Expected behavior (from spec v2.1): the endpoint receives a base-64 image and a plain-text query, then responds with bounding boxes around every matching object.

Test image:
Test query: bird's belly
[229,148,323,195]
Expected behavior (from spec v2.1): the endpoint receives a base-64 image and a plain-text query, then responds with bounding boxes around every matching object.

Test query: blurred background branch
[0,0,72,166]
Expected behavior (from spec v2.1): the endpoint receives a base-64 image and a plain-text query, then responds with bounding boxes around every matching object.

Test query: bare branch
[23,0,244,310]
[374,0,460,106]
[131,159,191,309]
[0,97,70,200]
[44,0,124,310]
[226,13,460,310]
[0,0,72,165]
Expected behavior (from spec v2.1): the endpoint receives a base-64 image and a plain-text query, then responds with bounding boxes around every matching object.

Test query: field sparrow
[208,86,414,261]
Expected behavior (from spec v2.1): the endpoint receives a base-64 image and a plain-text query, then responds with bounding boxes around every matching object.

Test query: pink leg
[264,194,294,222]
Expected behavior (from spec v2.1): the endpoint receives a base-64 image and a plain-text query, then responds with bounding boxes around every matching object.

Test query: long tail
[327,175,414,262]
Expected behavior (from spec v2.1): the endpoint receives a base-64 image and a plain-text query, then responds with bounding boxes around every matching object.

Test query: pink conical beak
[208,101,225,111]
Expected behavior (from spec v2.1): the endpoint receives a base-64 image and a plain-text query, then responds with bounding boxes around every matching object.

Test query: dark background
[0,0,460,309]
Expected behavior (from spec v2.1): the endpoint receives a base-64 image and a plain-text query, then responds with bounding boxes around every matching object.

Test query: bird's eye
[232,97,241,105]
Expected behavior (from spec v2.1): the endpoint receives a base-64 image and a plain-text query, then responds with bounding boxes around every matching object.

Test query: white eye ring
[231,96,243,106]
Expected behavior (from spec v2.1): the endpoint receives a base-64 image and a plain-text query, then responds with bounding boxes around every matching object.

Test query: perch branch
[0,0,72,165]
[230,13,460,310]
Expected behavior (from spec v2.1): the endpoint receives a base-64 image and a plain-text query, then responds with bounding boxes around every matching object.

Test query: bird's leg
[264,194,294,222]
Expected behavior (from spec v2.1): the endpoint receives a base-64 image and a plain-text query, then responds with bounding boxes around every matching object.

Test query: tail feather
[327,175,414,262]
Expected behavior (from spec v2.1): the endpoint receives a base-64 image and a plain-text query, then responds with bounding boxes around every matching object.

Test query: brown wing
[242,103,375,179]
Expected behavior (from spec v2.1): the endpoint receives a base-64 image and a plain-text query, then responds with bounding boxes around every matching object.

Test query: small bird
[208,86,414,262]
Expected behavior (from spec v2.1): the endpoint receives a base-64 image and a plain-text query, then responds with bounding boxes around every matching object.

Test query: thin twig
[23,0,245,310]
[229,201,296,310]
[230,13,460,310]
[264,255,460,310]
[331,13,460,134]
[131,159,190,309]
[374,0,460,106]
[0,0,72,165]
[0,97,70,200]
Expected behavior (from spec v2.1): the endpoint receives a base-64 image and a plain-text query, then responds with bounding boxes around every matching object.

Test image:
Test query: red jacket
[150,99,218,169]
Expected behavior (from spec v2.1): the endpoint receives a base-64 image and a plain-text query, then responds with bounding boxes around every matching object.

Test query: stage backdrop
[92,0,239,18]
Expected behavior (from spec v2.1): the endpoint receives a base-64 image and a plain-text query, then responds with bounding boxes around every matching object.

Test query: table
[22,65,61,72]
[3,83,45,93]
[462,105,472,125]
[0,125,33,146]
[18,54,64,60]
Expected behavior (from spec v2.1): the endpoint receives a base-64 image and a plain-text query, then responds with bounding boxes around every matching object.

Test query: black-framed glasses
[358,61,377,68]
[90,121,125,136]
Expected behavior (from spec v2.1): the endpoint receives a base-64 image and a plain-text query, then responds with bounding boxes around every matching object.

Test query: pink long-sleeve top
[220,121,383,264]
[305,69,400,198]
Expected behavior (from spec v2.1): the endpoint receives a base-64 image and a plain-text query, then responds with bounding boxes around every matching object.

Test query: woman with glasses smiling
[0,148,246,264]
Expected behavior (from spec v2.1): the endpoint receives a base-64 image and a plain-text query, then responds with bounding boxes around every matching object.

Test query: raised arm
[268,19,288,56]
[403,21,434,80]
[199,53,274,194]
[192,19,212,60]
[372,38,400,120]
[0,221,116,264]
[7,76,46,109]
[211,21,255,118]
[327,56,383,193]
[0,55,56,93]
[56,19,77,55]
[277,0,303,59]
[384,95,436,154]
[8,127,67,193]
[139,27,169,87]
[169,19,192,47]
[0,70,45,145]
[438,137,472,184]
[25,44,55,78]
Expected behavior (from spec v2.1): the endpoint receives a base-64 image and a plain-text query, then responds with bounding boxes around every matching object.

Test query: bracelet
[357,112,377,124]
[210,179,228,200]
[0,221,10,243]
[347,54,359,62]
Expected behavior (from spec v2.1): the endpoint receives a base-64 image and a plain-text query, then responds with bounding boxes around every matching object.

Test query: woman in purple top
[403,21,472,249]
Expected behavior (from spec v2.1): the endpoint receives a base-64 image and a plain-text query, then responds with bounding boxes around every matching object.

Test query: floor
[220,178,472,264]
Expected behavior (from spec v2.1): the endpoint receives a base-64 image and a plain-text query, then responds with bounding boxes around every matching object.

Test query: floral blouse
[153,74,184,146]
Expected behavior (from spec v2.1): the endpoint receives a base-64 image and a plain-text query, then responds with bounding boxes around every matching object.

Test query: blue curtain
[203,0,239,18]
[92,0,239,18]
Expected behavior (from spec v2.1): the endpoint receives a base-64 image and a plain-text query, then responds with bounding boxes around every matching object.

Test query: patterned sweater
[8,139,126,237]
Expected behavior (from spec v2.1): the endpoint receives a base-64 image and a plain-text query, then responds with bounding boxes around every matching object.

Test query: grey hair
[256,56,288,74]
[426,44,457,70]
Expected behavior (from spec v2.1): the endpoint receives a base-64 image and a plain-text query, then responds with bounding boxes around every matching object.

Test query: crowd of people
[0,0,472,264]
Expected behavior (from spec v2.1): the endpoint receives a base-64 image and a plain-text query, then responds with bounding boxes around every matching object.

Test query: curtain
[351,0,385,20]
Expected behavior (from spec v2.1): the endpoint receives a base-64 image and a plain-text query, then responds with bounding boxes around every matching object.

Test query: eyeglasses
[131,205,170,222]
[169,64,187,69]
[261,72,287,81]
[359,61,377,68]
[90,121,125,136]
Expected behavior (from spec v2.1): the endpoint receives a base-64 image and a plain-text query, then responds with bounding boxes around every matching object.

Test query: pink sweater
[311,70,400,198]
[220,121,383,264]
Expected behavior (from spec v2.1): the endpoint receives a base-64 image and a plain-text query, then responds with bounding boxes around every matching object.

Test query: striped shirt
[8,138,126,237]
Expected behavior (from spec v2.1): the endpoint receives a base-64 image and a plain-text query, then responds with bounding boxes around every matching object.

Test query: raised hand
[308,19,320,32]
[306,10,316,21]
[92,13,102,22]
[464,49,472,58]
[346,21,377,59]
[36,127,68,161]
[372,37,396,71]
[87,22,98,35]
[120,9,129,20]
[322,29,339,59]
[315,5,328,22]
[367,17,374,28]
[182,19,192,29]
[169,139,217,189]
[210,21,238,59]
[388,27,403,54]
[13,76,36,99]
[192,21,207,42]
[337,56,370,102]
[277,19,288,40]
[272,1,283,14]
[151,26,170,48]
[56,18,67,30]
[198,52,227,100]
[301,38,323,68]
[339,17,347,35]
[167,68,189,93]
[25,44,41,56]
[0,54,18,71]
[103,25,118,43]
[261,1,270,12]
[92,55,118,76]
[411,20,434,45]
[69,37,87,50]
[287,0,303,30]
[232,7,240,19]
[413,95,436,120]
○ ○ ○ ○
■ **GIVEN TASK**
Reproduce each record exactly, leaving nothing out.

■ **TASK OUTPUT**
Expected behavior (from spec v2.1): the endpoint receives a base-64 image and a plain-text query, then responds with bounding boxes around every matching object.

Test image:
Test query: bird's belly
[229,148,323,195]
Expected behavior (from spec v2.1): the endpoint receives a base-64 image and a plain-text query, then responds with bounding boxes around every matching object.

Test query: blurred background branch
[0,0,72,166]
Expected behavior (from spec v2.1): the endpoint receives a base-64 image and a plain-text query, then responds with bounding boxes around every matching object.

Test query: bare branch
[23,0,244,310]
[374,0,460,106]
[131,159,191,309]
[0,97,70,200]
[44,0,124,310]
[226,13,460,310]
[0,0,72,165]
Expected behavior (from spec v2.1): the endpoint receives a base-64 image and a plain-text query, then responds with bounding boxes around every matching object.

Test query: field sparrow
[208,86,414,261]
Expected behavior (from spec v2.1): the endpoint receives a base-64 image and a plain-text query, then responds with bounding boxes around every matching object.

Test query: pink leg
[264,194,294,222]
Expected behavior (from spec v2.1): the endpoint receives a base-64 image and a plain-text query, then responds with bounding boxes around every matching object.

Test query: long tail
[327,175,414,262]
Expected behavior (from spec v2.1): the endpoint receives a base-64 image and a plain-text query, then responds with bounding boxes around every matching object.

Test query: pink conical beak
[208,101,225,111]
Expected behavior (from spec v2.1): the endpoint receives a base-64 image and a plain-text query, then responds with bounding boxes around every matching object.

Test query: dark background
[0,0,460,309]
Expected behavior (from spec v2.1): the endpoint receives a base-64 image and a plain-text query, then responds with bounding boxes around every matching object.

Test query: bird's eye
[232,97,241,105]
Expected behavior (from spec v2.1): the endpoint receives a base-64 image and a plain-text query, then responds with bounding boxes around every matching object.

Test query: white eye ring
[231,96,243,106]
Expected behavior (from spec v2.1): the endpoint receives a base-64 image and a plain-text query, then responds with bounding boxes around every matching object.

Test query: perch branch
[0,0,72,165]
[230,13,460,310]
Expected behavior (from spec v2.1): the endpoint receives a base-64 image and a plain-text query, then responds with bounding boxes around every matching object.

Test query: bird's leg
[264,194,294,222]
Expected behavior (from spec v2.1): the endpoint receives a base-64 image and a plain-text query, then responds with bounding boxes around every matching object.

Test query: tail feather
[327,175,414,262]
Expected behavior (from spec v2.1): the endpoint receives a base-64 image and a plain-text query, then responds with bounding boxes around every matching object.

Test query: brown wing
[242,103,375,179]
Expected behavior (from spec v2.1): the endpoint receives a base-64 image and a plain-text query, then responds with bounding boxes around every matching object.

Test query: small bird
[208,86,414,262]
Expected behavior (from spec v2.1): the endpoint receives a base-64 image and a plain-text query, then responds with bounding boxes around every matching object.

Test query: thin twig
[23,0,245,310]
[229,201,296,310]
[230,13,460,310]
[264,255,460,310]
[331,13,460,134]
[131,159,190,309]
[374,0,460,106]
[0,0,72,165]
[0,97,70,200]
Expected behavior (from spec v2.1): the endpoint receives a base-64 image and a plain-text query, then responds with bounding boxes around every matching object.

Test image:
Test query: red jacket
[150,99,218,169]
Expected behavior (from spec v2.1): the endpoint receives a base-64 image and a plain-text query, then responds with bounding boxes around every matching object.

Test query: stage backdrop
[92,0,239,18]
Expected behavior (from spec v2.1): the endpoint receives a base-64 image and a plain-text query, then responds with bounding boxes around every matching object.

Test query: table
[22,65,61,72]
[3,83,45,93]
[462,105,472,125]
[0,125,33,146]
[18,54,64,60]
Expected behavior (from spec v2.1): the endpoint receives a base-64 image and a plain-text query, then responds with bounding boxes around every matching object.

Test query: black-framed glasses
[358,61,377,68]
[90,121,125,136]
Expected behavior (from spec v2.1): the endpoint receives a base-64 image and a plain-text query, then responds with bounding boxes around every matching object.

Test query: pink long-sleeve top
[220,121,383,264]
[305,69,400,198]
Expected behavior (from spec v2.1): the endpoint receives a base-64 image and a plain-text query, then responds with bounding boxes around every matching object.

Test query: woman with glasses smiling
[0,148,246,264]
Expected behavior (from spec v2.1): the endpoint receives a base-64 image and a plain-text query, then responds with bounding boxes around every matching object.

Test query: raised arm
[268,19,288,56]
[403,21,434,80]
[199,53,274,194]
[192,19,212,60]
[372,38,400,120]
[0,221,116,264]
[7,76,46,109]
[211,21,255,118]
[327,56,383,193]
[0,55,56,93]
[56,19,77,55]
[277,0,303,59]
[384,95,436,154]
[8,127,67,193]
[139,27,169,87]
[169,19,192,47]
[0,70,45,145]
[438,137,472,184]
[25,44,55,78]
Expected behavior (from spec v2.1): the endpoint receives a base-64 image and a plain-text query, then responds with bounding boxes around every matching object.

Test query: bracelet
[357,112,377,124]
[210,179,228,200]
[0,221,10,243]
[347,54,359,62]
Expected behavior (from spec v2.1): the endpoint receives a base-64 image and a plain-text query, then responds with bounding boxes around every matching object.

Test query: woman in purple top
[403,21,472,249]
Expected behavior (from spec v2.1): the endpoint receives a base-64 image and a plain-text query, then responds with bounding boxes around every matching object.

Test query: floor
[220,178,472,264]
Expected behavior (from spec v2.1): the endpoint receives a base-64 image and a plain-text query, then responds with bounding boxes around every matching object.

Test query: floral blouse
[153,74,184,146]
Expected behavior (from spec v2.1): the endpoint receives a base-64 image and a plain-text query, then responds with bounding boxes around every matching object.

Test query: blue curtain
[203,0,239,18]
[92,0,239,18]
Expected behavior (from spec v2.1): the endpoint receives a base-64 image and a plain-text query, then responds with bounding boxes around every matching object.

Test query: patterned sweater
[8,139,126,237]
Expected behavior (from spec v2.1): the endpoint receives a base-64 image and a plain-text query, then responds with bounding boxes around every matching object.

Test query: grey hair
[256,56,288,74]
[426,44,457,70]
Expected behavior (from spec v2.1): the endpoint receives a base-64 image and a plain-text query, then responds with bounding boxes around every matching object.

Test query: crowd of people
[0,0,472,264]
Expected behavior (from spec v2.1): the endpoint receives a base-64 image and a plain-text query, then responds with bounding boxes around every matching object.

Test query: curtain
[351,0,385,20]
Expected behavior (from spec v2.1): the endpoint receives a base-64 image and a plain-text query, then responds with bounding boxes around every matching object.

Test query: eyeglasses
[131,205,170,222]
[169,64,187,69]
[261,72,287,81]
[359,61,377,68]
[90,121,125,136]
Expected behavior (from spec v2.1): the endpoint receives a base-64 image and a plain-text query, then responds with bounding boxes around every matching object.

Test query: pink sweater
[311,70,400,198]
[220,121,383,264]
Expected behavior (from spec v2.1): the endpoint receives a base-64 image and a plain-text query, then responds with bounding boxes around every matching object.

Test query: striped shirt
[8,138,126,237]
Expected behavior (from spec v2.1): the endpoint receives a base-64 image and a plain-text query, then responds with bounding boxes around every matching object.

Test query: raised hand
[308,19,320,32]
[306,10,316,21]
[92,13,102,22]
[464,49,472,58]
[346,21,377,59]
[36,127,68,161]
[372,37,396,71]
[87,22,98,35]
[120,9,129,20]
[322,29,339,59]
[315,5,328,22]
[367,17,374,28]
[182,19,192,29]
[169,139,217,189]
[210,21,238,59]
[388,27,403,54]
[13,76,36,99]
[192,21,207,42]
[337,56,370,102]
[277,19,288,40]
[272,1,283,14]
[151,26,170,48]
[56,18,67,30]
[198,52,227,100]
[301,38,323,68]
[339,17,347,35]
[167,68,189,93]
[25,44,41,56]
[0,54,18,71]
[103,25,118,43]
[261,1,270,12]
[92,55,118,76]
[411,20,434,45]
[69,37,87,50]
[287,0,303,30]
[232,7,240,19]
[413,95,436,120]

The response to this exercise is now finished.